#### The data

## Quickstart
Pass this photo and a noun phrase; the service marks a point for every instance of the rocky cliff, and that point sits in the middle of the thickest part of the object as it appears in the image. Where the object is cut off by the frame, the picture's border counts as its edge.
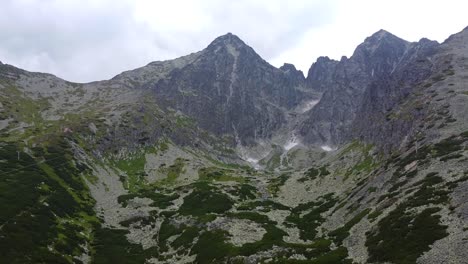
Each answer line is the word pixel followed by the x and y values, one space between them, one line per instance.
pixel 219 157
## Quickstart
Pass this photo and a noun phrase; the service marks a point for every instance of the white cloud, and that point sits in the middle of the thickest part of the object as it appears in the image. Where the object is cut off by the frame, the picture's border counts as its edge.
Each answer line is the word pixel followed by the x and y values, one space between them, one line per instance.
pixel 85 40
pixel 356 20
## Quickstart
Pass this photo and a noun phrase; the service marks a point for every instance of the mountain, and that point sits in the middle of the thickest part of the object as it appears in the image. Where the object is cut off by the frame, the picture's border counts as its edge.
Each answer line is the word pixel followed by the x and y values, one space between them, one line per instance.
pixel 219 157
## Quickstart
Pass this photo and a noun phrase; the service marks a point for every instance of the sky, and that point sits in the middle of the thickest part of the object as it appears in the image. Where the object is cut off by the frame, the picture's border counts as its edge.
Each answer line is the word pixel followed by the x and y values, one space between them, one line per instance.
pixel 90 40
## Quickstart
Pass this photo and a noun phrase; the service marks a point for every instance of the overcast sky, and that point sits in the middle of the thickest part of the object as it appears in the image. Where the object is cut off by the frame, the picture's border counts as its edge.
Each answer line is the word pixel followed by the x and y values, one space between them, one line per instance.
pixel 88 40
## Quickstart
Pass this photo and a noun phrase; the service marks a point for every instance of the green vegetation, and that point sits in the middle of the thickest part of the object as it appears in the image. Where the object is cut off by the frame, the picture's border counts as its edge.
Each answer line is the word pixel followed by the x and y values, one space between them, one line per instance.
pixel 159 199
pixel 276 183
pixel 111 246
pixel 212 248
pixel 403 227
pixel 47 213
pixel 266 205
pixel 173 172
pixel 399 228
pixel 313 173
pixel 134 168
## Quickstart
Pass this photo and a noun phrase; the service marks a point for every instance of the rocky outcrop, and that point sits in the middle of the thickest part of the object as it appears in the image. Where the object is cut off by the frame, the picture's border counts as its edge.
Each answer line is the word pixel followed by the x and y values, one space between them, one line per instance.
pixel 245 96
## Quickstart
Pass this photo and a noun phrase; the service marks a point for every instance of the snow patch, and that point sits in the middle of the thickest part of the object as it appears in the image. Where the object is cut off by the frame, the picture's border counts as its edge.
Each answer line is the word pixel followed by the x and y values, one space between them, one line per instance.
pixel 291 143
pixel 308 106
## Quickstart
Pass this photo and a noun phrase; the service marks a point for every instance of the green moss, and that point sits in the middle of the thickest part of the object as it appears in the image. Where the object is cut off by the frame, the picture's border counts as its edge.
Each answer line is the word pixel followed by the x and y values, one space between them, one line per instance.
pixel 402 238
pixel 111 246
pixel 134 168
pixel 372 216
pixel 47 213
pixel 186 239
pixel 218 174
pixel 173 172
pixel 309 221
pixel 212 248
pixel 204 200
pixel 275 183
pixel 402 227
pixel 159 199
pixel 266 205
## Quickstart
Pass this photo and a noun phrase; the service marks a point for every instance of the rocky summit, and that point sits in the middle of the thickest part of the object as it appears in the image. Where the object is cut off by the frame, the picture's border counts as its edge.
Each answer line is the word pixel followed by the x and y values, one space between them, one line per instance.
pixel 220 157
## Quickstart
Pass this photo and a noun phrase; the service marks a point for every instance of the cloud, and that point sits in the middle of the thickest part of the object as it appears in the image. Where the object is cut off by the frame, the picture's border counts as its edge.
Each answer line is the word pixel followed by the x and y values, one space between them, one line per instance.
pixel 91 40
pixel 87 40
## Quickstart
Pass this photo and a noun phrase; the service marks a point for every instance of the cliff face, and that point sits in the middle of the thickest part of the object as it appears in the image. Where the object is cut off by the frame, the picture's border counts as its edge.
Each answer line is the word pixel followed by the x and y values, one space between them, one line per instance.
pixel 365 160
pixel 243 94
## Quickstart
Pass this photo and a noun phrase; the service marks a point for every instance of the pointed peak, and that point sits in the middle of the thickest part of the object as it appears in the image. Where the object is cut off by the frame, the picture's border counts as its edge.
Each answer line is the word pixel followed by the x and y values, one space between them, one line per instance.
pixel 288 67
pixel 228 38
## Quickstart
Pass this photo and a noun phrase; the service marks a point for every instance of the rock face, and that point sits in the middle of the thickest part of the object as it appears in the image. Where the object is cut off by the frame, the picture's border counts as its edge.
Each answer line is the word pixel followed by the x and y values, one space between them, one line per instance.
pixel 344 83
pixel 365 160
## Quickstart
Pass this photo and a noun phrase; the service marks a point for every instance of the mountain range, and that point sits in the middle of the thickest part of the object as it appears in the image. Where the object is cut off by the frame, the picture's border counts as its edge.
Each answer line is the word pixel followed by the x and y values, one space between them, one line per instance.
pixel 220 157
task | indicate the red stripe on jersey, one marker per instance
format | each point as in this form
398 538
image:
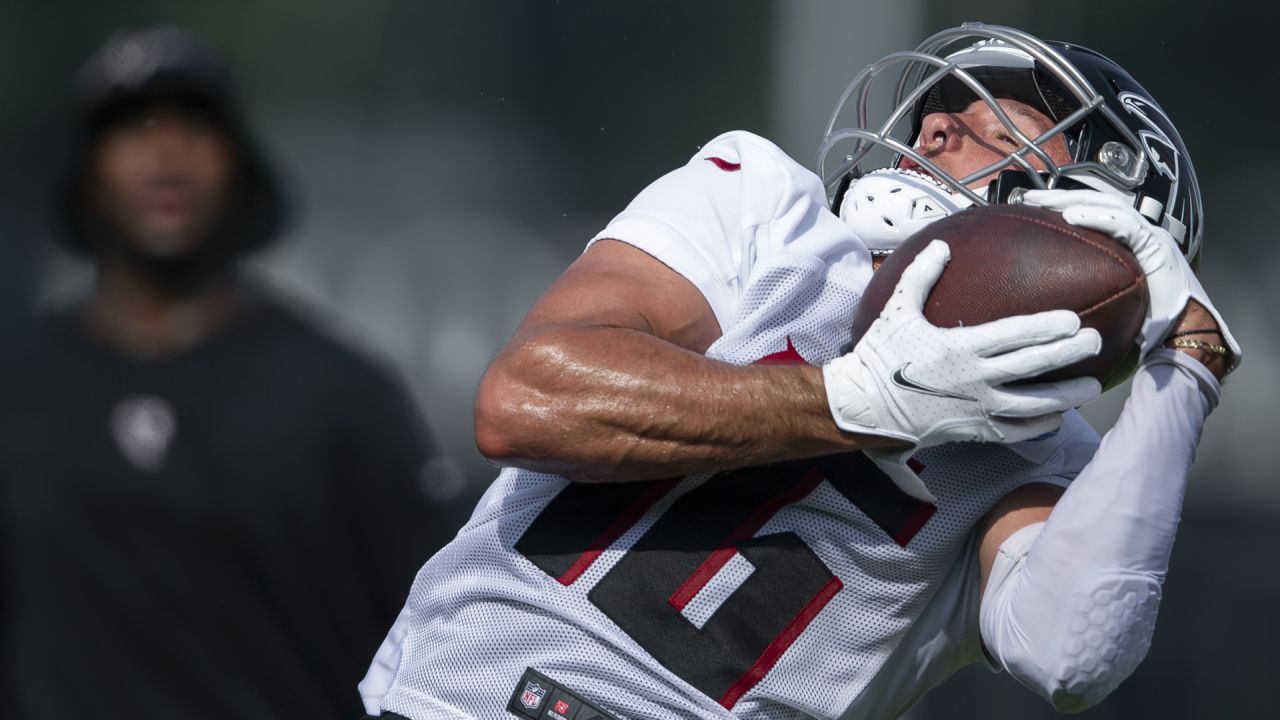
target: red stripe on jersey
716 560
613 532
789 356
780 645
725 164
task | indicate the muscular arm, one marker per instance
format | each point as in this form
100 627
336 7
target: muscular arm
606 379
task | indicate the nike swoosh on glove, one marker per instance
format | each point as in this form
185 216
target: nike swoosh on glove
952 382
913 381
1170 279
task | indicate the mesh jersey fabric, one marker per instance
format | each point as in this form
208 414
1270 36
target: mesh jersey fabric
789 591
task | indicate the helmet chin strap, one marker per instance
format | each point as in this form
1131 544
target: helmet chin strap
888 205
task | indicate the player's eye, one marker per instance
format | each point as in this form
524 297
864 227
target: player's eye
1006 137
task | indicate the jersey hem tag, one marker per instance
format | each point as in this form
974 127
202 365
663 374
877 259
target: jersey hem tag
538 697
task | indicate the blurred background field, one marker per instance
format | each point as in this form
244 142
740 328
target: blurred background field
448 159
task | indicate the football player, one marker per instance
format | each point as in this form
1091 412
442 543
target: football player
686 527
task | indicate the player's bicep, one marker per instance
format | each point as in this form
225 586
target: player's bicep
1024 506
616 285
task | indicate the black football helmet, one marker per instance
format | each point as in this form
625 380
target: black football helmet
1119 139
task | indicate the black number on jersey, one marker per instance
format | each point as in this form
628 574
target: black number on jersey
653 592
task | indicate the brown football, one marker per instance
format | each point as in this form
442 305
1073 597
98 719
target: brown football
1015 260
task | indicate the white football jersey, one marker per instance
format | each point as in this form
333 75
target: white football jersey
805 588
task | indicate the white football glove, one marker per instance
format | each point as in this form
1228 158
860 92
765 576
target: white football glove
1170 281
913 381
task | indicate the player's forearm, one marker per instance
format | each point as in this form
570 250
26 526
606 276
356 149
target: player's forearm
1070 613
613 404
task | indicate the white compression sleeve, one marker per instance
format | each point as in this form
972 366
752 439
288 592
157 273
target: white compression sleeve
1070 604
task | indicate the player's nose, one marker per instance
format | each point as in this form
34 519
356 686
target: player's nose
938 132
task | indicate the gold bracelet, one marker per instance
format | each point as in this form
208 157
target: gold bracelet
1201 345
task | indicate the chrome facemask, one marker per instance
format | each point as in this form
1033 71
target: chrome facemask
1118 167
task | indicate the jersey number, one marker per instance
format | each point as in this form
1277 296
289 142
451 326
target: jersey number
664 589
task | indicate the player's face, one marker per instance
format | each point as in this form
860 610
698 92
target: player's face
973 139
161 176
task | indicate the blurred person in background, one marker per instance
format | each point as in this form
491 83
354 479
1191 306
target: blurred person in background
210 507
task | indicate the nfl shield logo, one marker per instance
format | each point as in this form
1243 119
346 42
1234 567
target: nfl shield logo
533 695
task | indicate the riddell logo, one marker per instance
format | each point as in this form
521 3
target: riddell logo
725 164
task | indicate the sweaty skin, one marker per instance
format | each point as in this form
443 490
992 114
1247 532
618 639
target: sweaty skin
606 381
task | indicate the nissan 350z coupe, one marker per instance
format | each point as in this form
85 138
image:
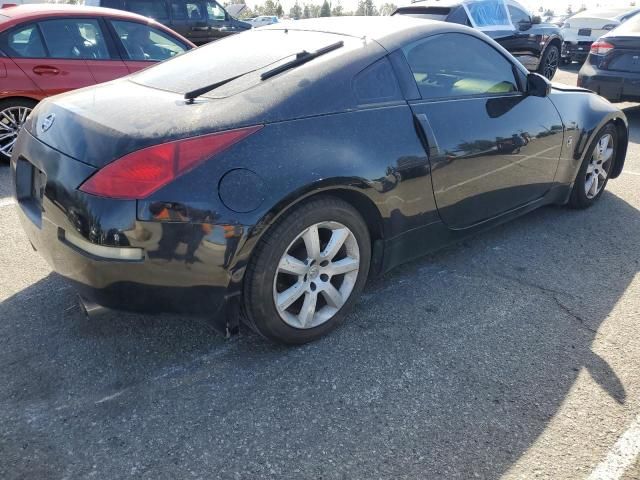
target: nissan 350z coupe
294 161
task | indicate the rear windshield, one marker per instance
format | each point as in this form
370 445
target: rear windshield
230 57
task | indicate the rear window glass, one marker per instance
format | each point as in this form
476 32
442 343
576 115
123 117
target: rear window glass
149 8
429 13
232 56
488 14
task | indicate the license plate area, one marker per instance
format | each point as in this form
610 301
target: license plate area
30 186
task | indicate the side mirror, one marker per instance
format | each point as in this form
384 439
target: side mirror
523 25
537 85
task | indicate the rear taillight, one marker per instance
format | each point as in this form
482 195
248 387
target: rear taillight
601 47
139 174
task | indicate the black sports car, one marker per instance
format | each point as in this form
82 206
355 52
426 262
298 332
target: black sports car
537 45
612 68
294 161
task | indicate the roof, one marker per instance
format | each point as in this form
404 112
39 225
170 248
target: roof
41 9
388 31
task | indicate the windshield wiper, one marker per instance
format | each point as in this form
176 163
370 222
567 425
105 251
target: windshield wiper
190 96
301 57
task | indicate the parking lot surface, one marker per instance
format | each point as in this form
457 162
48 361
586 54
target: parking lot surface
515 354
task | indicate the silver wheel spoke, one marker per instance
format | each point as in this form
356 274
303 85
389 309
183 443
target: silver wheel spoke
336 241
311 239
332 296
289 296
308 309
345 265
292 266
296 299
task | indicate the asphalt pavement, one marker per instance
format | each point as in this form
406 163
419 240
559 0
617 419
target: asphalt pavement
515 354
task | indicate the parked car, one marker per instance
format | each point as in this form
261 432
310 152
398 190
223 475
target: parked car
557 20
582 29
536 45
612 68
201 21
262 20
50 49
294 161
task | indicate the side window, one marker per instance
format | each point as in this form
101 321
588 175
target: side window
459 65
23 42
518 15
145 43
74 38
459 15
149 8
215 11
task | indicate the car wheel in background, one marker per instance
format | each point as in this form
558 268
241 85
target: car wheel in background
307 271
594 171
550 61
13 114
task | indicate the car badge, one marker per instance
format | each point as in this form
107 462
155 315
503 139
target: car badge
47 122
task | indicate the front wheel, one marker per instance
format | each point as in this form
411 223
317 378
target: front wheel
550 61
307 271
595 169
13 114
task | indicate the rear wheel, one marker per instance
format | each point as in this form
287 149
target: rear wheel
307 271
550 61
595 169
13 114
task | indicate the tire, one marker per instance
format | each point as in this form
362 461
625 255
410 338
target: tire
593 175
315 275
13 113
549 62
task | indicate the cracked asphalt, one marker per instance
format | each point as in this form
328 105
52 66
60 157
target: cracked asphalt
514 354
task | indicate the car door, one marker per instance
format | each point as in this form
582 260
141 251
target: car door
49 54
493 148
142 45
104 62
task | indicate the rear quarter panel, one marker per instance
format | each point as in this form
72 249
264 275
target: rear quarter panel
584 114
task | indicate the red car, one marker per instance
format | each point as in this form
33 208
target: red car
50 49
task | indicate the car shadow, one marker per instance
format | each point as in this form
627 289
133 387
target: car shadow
449 367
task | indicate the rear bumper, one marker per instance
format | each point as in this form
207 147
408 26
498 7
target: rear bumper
614 86
183 267
576 50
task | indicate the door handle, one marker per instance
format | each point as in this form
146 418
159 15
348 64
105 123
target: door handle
45 70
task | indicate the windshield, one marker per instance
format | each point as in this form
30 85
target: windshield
230 57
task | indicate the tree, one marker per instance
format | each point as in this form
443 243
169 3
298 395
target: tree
366 8
325 10
387 8
296 11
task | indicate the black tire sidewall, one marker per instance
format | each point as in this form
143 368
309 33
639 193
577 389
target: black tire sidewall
258 292
579 197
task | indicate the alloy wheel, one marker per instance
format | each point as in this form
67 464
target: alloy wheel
316 275
598 168
11 120
551 63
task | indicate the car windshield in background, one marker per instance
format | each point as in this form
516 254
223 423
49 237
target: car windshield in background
630 27
488 14
232 57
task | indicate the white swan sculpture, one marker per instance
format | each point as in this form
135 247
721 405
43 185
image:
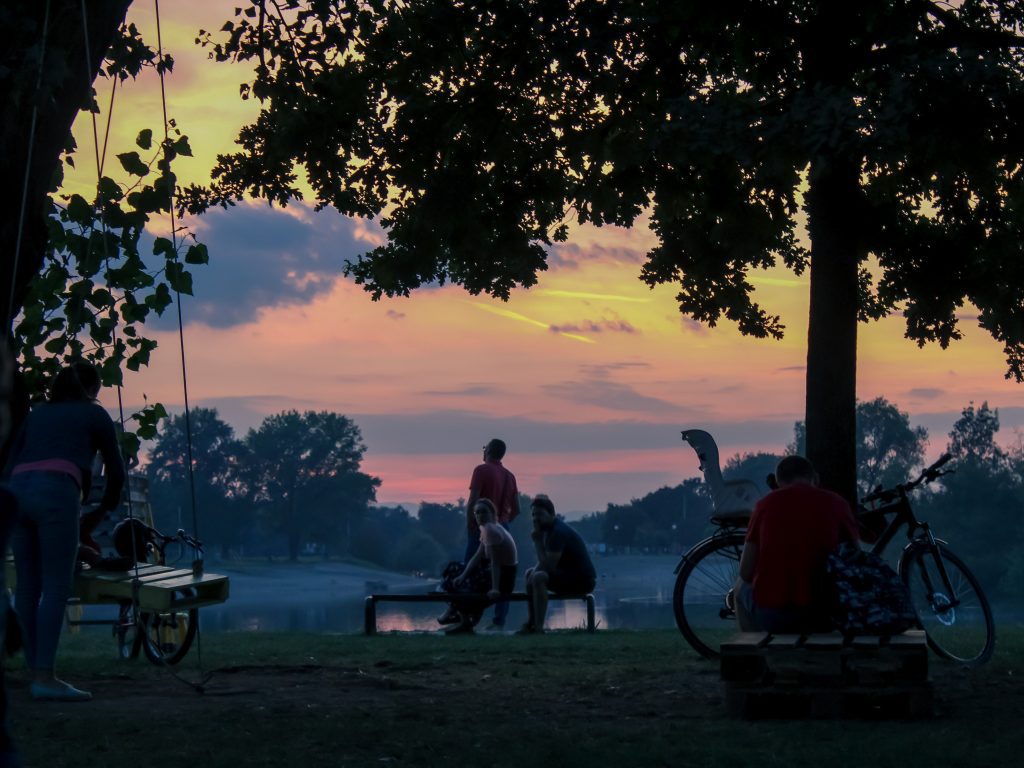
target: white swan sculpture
732 500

#### Task brief
Whenever a line in the data holds "cliff", copy that line.

#### Your solution
Pass this photo and a noun phrase; the service marks a point for every instance of the rocky cliff, and that point sits in the middle of the thickest part of the object as it appears in the image. Where the object is cut off by the frame, the picture's border counts as its edge.
Pass this photo and a noun phrase; the service marks a point for every instance of the cliff face, and that point sits in the middle of the thickest part of the object as it appears in the image. Where the object is cut off by the frame, the picture's border counts as its edge.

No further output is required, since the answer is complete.